• [Your instructions] Reproduce the data below line for line, changing no character.

• [Data entries]
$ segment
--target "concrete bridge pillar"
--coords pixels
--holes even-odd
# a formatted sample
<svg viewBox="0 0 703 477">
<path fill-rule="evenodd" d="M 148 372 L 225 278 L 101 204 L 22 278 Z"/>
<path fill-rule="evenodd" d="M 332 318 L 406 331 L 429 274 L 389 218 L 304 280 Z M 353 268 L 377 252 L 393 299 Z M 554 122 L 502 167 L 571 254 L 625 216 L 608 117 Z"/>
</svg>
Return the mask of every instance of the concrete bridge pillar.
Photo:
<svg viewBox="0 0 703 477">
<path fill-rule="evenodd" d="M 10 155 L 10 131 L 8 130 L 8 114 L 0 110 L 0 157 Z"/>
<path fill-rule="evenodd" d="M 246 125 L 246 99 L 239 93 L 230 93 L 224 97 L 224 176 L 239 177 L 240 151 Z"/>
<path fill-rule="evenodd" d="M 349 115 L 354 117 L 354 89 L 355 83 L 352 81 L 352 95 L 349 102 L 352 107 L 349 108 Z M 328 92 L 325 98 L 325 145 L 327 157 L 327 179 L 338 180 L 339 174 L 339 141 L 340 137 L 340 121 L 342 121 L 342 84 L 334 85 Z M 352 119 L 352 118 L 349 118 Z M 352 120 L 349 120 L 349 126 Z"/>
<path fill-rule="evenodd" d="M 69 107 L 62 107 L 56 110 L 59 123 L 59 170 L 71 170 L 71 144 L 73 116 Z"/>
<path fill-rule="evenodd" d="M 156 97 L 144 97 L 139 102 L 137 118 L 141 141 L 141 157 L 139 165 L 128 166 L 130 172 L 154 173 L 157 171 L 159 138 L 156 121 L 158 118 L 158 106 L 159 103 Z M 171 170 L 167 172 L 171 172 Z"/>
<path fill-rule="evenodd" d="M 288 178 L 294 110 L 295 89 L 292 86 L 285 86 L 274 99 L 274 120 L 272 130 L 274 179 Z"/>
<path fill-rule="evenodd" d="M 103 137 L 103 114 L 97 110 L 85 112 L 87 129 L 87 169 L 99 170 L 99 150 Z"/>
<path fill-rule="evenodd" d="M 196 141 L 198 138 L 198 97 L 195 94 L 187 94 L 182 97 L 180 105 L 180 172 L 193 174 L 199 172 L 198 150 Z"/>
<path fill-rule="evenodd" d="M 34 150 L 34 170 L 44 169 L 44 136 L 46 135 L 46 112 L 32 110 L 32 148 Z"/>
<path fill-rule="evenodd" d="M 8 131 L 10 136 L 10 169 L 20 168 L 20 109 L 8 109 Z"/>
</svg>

• [Expected output]
$ segment
--target "concrete bridge pillar"
--coords pixels
--holes even-odd
# a formatted sample
<svg viewBox="0 0 703 477">
<path fill-rule="evenodd" d="M 148 372 L 225 278 L 101 204 L 22 278 Z"/>
<path fill-rule="evenodd" d="M 332 318 L 406 331 L 429 274 L 389 218 L 304 280 Z M 353 268 L 377 252 L 393 299 Z M 554 122 L 502 167 L 571 254 L 625 216 L 608 117 Z"/>
</svg>
Return the mask of every instance of the concrete bridge pillar.
Photo:
<svg viewBox="0 0 703 477">
<path fill-rule="evenodd" d="M 10 155 L 10 131 L 8 130 L 8 114 L 0 110 L 0 157 Z"/>
<path fill-rule="evenodd" d="M 246 125 L 246 99 L 239 93 L 230 93 L 224 97 L 224 176 L 239 177 L 240 151 Z"/>
<path fill-rule="evenodd" d="M 349 115 L 354 117 L 354 89 L 355 83 L 352 81 L 352 95 L 349 102 L 352 107 L 349 108 Z M 328 92 L 325 98 L 325 145 L 327 157 L 327 179 L 338 180 L 339 174 L 339 141 L 340 137 L 340 121 L 342 121 L 342 84 L 334 85 Z M 352 119 L 352 118 L 349 118 Z M 352 120 L 349 120 L 349 126 Z"/>
<path fill-rule="evenodd" d="M 69 107 L 62 107 L 56 110 L 59 123 L 59 170 L 71 170 L 71 144 L 73 116 Z"/>
<path fill-rule="evenodd" d="M 156 97 L 144 97 L 139 102 L 137 118 L 141 141 L 141 157 L 139 165 L 128 166 L 130 172 L 154 173 L 157 171 L 159 138 L 156 121 L 158 118 L 158 106 L 159 103 Z M 171 170 L 167 172 L 171 172 Z"/>
<path fill-rule="evenodd" d="M 288 178 L 294 110 L 295 89 L 292 86 L 285 86 L 274 99 L 274 120 L 272 130 L 274 179 Z"/>
<path fill-rule="evenodd" d="M 103 137 L 103 114 L 97 110 L 85 112 L 87 129 L 87 169 L 99 170 L 99 150 Z"/>
<path fill-rule="evenodd" d="M 196 141 L 198 138 L 198 97 L 195 94 L 187 94 L 182 97 L 180 105 L 180 172 L 193 174 L 199 172 L 198 150 Z"/>
<path fill-rule="evenodd" d="M 34 150 L 34 170 L 44 169 L 44 136 L 46 135 L 46 112 L 32 110 L 32 148 Z"/>
<path fill-rule="evenodd" d="M 8 131 L 10 136 L 10 169 L 20 168 L 20 109 L 8 109 Z"/>
</svg>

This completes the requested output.